PROMPT A
Answer these from the blog excerpt, one answer per line, marked to match:
(i) What challenge is Isaac on Day 2 of?
(ii) How old are the two elderly ladies who were interviewed?
(iii) How many hours of shinny were played on Fitness Friday?

Monday:  A quick overview.

  •     A great little Monday.  Normal stuff in the morning.  Piano, French, Math. 
  •  Tobin researched gerbils' behavior and habits and found some on Kijiji and emailed back and forth with the breeder.  He also learned the difference between being "weaned" and being "circumcised".  Two different things it turns out.  Especially as it has to do with gerbils.
  •   Lots of card playing.  Especially with Ruby.  And stories for her too.
  • We happened to glance out of the window and saw the funeral procession of Bernie Morelli go down our street and pause in front of his late mother's house which is just across the street.
  • Isaac is on Day 2 of his 20 days/20 experiments challenge.  We tried to do the mentos and coke kersplosion thing.  Watched a dude with a thick Russian accent fail at it several times too on Youtube.  Isaac learned how to do a Russian accent but not how to make the pop explode. 
  • Tobin finished and sent off his song for Opa and Oma's 50th anniversary party.
  • Tobin signed up for a birding email list in Hamilton area with his own email acct.  This could be quite cool.
  • The girls went grocery shopping and baked cookies with me while the boys went to piano lessons.  Isaac got songs he likes this week and is, for the moment, an avid practiser.
  • After supper, the kids played cards while Dad and Mom both had to go out.  I went to interview two elderly ladies , (87 and 90) about the neighbourhood for an article in our new Crown Point newspaper.  Turns out we've got some semi-famous characters from our hood.  Evelyn Dyck (murdered her husband in the '40s) and Michael Baldasaro (Reverend of the Church of the Universe which is quite into the use of marijuana.  He is also running for mayor which he has for many elections) Just as I was leaving,  my host whispered to me "Pst, come see my powder room"  So we shuffle to the back of the house and she flicks the lightswitch and checks my reaction to the main floor bathroom she boasts all decked out in lavish, over the top, 70s splendour.  Of course I told her how jealous I was. She took down my number, since she is housebound, in case she needs milk or bread and can't get out.  And I hope she uses it too.
  • Came home to an Anneke missing a front tooth.  She's got a new swagger on now.
    

Friday, 17 January 2014

Fitness Fridays

    I don't think I'm the only one looking forward to enjoying being outside again and having regular exercise be easier to come by.  Until then, we have fitness Fridays.  We did our public swimming morning and 2 hours of shinny afternoon marathon again and now Tobin is at his hockey game.  They love it and I mostly do too. Except catching Ruby at the bottom of the water slide and getting a face full of water 57 times in a row.  But who's complaining.  This is how we know we love our children because we call things like this 'family fun'.

DATA RECORDS
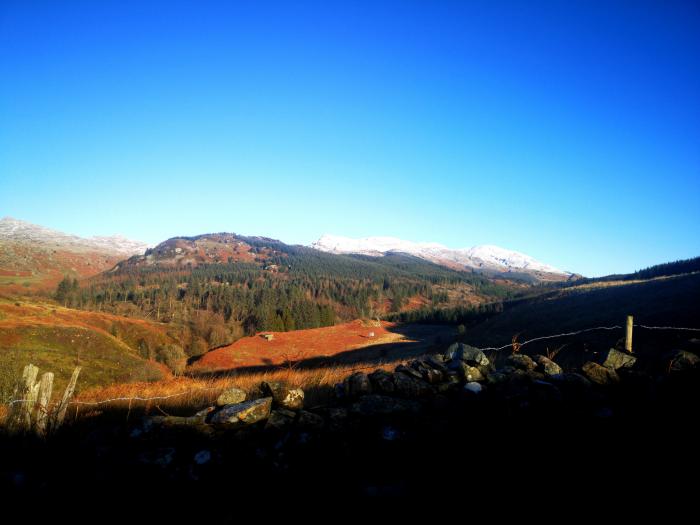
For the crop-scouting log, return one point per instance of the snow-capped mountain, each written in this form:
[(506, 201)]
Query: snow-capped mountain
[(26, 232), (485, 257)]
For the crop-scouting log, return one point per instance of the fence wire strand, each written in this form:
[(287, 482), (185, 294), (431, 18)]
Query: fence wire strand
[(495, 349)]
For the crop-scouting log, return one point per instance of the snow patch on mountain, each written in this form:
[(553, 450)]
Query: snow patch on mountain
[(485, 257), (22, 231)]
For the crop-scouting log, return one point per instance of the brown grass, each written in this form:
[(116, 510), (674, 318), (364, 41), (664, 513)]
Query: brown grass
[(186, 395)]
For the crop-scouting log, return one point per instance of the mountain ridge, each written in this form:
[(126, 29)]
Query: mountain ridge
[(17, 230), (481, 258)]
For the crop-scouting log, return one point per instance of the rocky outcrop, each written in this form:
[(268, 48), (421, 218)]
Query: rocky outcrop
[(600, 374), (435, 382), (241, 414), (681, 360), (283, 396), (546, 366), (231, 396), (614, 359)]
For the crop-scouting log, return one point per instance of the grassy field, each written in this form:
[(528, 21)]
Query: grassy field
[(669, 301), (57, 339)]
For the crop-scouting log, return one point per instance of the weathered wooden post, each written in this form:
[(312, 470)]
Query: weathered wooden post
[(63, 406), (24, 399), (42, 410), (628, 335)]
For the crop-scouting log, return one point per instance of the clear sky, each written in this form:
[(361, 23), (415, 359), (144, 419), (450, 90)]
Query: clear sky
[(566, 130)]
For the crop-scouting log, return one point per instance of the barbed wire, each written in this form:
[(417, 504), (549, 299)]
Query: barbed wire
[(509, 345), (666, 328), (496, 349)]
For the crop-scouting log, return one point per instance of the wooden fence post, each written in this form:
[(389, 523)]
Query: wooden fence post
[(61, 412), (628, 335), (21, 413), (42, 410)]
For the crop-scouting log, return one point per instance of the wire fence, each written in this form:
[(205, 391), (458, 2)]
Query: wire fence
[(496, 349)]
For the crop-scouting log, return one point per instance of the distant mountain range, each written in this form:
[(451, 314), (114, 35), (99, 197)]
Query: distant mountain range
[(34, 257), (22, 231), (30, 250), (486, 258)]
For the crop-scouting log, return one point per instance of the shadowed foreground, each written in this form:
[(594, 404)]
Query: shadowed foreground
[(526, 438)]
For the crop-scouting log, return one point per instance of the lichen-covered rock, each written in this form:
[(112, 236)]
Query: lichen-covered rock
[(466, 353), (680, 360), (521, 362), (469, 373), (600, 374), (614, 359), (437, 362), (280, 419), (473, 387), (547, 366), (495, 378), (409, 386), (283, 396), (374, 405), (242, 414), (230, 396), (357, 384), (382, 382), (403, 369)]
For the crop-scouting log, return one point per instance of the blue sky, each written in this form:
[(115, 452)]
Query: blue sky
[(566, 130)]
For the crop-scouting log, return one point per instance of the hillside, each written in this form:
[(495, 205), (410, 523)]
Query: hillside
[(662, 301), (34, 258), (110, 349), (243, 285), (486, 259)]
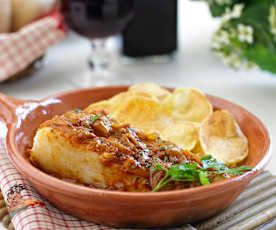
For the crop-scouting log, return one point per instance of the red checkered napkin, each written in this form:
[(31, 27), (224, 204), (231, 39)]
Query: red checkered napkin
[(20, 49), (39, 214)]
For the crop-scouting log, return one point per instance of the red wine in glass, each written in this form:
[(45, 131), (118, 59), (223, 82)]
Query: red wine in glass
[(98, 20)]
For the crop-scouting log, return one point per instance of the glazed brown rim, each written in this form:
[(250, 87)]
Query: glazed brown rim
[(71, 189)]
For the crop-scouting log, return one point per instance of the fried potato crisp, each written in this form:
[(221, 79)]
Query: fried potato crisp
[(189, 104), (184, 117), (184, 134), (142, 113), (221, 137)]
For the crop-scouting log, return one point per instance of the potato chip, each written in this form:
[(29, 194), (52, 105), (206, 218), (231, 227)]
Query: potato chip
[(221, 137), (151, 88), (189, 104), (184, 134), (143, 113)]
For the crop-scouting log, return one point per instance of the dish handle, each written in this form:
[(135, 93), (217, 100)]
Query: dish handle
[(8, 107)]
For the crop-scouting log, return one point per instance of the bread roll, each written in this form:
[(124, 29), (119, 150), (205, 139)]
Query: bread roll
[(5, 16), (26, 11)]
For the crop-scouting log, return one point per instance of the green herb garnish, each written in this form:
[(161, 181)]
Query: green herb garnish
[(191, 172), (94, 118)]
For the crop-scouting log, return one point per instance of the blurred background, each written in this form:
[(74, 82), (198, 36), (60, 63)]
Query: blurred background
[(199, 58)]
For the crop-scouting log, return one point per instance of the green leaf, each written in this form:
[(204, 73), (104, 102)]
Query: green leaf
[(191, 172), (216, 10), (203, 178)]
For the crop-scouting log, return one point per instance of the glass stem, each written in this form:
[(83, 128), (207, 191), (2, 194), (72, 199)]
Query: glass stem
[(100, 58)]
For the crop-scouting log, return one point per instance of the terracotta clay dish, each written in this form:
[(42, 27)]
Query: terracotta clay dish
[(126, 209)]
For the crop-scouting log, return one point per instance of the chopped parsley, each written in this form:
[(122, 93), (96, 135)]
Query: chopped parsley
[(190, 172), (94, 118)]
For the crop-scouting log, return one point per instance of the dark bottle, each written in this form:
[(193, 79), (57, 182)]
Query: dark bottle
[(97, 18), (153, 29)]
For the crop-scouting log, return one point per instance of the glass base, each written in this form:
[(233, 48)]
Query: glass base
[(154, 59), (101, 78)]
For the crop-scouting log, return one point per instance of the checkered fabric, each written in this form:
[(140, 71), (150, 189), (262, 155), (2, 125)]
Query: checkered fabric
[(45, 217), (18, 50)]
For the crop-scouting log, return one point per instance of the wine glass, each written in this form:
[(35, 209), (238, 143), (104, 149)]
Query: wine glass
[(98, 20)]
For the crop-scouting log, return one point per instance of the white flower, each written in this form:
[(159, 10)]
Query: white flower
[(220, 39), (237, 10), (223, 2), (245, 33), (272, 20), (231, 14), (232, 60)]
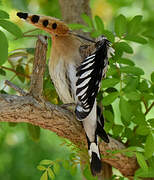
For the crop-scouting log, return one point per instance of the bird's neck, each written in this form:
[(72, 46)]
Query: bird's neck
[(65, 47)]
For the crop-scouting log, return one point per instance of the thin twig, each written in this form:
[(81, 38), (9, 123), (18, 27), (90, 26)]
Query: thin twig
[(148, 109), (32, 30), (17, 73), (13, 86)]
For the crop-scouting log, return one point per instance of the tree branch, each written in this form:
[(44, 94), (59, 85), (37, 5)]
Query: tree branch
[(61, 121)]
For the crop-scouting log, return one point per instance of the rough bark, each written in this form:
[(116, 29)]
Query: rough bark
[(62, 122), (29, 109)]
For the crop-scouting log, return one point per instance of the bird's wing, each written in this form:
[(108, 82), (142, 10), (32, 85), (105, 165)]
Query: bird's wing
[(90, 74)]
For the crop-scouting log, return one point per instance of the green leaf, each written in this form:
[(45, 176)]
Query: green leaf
* * *
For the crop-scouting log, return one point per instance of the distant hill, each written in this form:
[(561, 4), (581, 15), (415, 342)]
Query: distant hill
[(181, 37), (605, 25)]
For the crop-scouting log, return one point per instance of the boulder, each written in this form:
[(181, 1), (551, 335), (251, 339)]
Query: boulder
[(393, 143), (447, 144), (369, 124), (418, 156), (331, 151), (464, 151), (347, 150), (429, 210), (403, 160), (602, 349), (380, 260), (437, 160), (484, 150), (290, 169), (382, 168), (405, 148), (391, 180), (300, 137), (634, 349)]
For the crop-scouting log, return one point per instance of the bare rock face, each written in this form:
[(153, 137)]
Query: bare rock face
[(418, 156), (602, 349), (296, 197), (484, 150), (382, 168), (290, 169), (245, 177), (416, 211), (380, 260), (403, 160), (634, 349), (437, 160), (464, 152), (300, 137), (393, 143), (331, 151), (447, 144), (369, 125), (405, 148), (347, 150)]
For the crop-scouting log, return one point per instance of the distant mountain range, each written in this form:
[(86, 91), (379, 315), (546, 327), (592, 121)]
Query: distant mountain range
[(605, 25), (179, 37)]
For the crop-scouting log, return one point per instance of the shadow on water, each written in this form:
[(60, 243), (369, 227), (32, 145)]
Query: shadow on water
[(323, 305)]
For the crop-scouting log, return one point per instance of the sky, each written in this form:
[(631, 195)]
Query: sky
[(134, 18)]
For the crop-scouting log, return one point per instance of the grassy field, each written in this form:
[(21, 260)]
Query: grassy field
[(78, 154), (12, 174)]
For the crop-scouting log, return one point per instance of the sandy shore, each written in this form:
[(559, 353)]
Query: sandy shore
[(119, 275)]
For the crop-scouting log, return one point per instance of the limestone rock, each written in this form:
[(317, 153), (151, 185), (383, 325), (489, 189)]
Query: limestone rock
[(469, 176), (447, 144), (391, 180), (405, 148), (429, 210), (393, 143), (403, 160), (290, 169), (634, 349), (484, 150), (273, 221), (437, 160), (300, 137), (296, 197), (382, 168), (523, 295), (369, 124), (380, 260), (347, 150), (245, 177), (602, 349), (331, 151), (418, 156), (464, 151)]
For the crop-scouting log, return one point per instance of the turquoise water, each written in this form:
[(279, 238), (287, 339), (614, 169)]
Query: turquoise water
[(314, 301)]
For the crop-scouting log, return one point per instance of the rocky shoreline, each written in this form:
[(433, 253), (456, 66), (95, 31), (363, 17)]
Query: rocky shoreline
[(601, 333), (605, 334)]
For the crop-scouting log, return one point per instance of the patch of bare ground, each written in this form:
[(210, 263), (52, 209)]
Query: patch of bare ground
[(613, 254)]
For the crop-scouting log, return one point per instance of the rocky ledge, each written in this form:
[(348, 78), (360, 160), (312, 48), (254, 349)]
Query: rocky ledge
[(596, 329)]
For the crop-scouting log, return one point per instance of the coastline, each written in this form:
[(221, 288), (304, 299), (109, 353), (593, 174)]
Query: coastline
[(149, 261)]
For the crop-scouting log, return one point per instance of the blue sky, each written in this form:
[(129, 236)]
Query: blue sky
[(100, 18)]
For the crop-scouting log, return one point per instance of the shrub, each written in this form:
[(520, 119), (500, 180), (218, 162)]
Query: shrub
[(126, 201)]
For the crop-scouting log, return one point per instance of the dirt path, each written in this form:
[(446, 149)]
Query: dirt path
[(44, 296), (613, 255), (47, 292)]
...
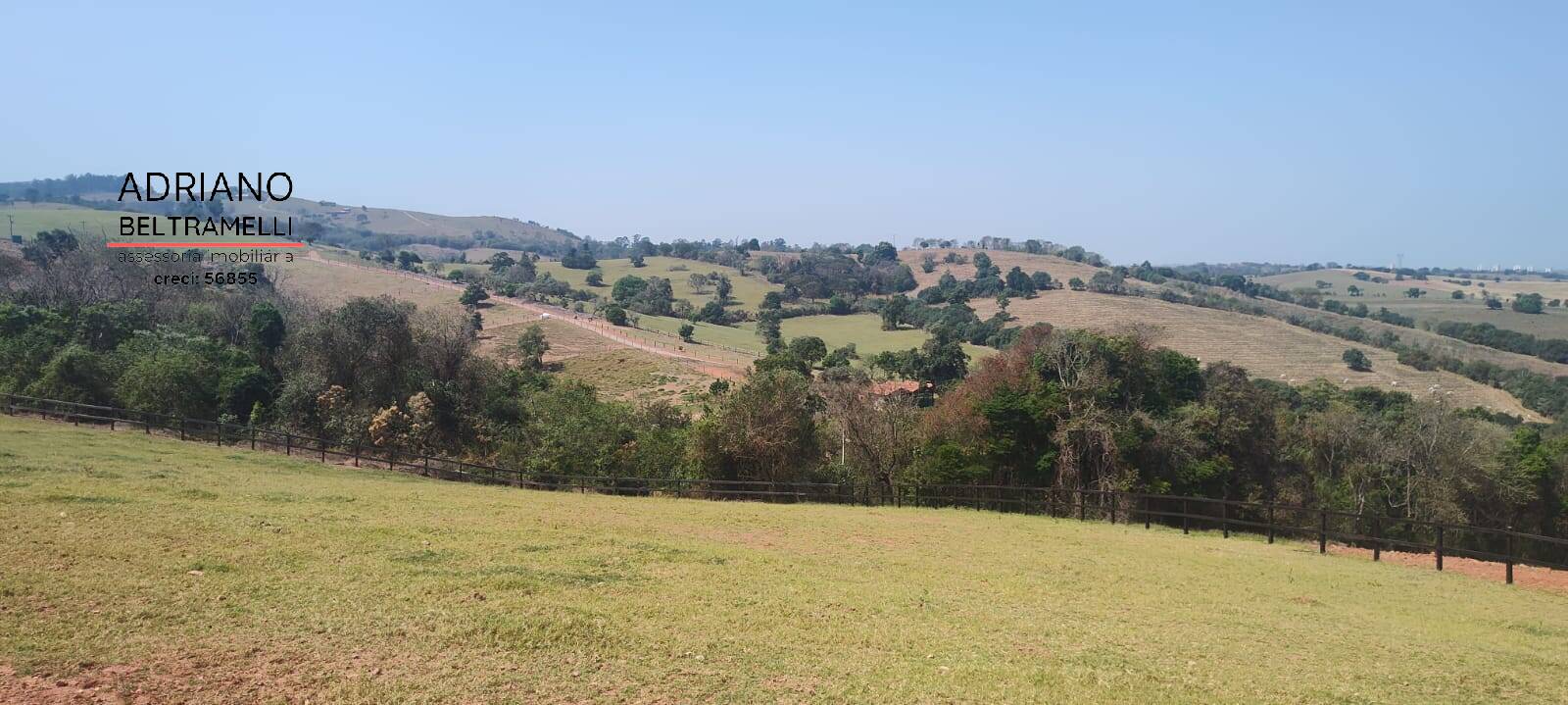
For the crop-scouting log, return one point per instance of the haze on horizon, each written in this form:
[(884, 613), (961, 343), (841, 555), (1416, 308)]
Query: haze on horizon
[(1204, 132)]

PROMPT B
In the entries, rename "crop-scouting log" to "pasture survey" and leave everything else unchanged. Please return only the lines that begin at the one containing "of the snow-capped" and stop after the one containing "[(509, 345), (666, 328), (496, 349)]".

FULL RESPONSE A
(i) The 20 days/20 experiments challenge
(ii) 87 and 90
(iii) 2 hours

FULL RESPONSE B
For the pasture survey, return one point per instance of the snow-capped mountain, each written in this form:
[(506, 201)]
Query: snow-capped mountain
[(26, 232), (485, 257)]
For the pasture survey, return one point per instance of the fence wire strand, each written in this form:
[(287, 482), (185, 294), (431, 18)]
Query: fence wire strand
[(495, 349)]
For the pasture survey, return one point per instance of the snow patch on mountain, each written in this form:
[(553, 450)]
Query: snow patch on mountain
[(485, 257), (22, 231)]
For the pasture survey, return one point per instance of the brown grass, each written in this form:
[(116, 510), (674, 318), (364, 41), (664, 513)]
Query: brown grass
[(186, 395)]
For the pasture survey, return one point per instance of the mountain ridge, each written in this form:
[(126, 29)]
Query: mountain ridge
[(17, 230), (481, 258)]
For the pasture survey, return one point per instance of the rocky outcrop, each written in this form:
[(268, 48), (421, 218)]
Query: rocky outcrop
[(600, 374), (435, 382), (241, 414), (681, 360), (283, 396), (546, 366), (231, 396), (614, 359)]
For the pasture survey, return one point per instance of the grassy field, each written in this form:
[(528, 21)]
Query: grassy field
[(669, 301), (57, 339)]
For the pasture survey, return one point per instance of the weathered wooden post, each written in this form:
[(312, 470)]
Query: weathered wooden post
[(63, 406), (24, 399), (42, 410), (628, 335)]
For the pasture survey, return one point per instance of the clear sky, each written in this form:
[(361, 23), (415, 359), (144, 419), (450, 90)]
Query: clear sky
[(566, 130)]
For the pasture survey, return one point per instance of the barbed wire, each written in this form:
[(417, 504), (549, 299)]
Query: barbed wire
[(509, 345), (666, 328), (496, 349)]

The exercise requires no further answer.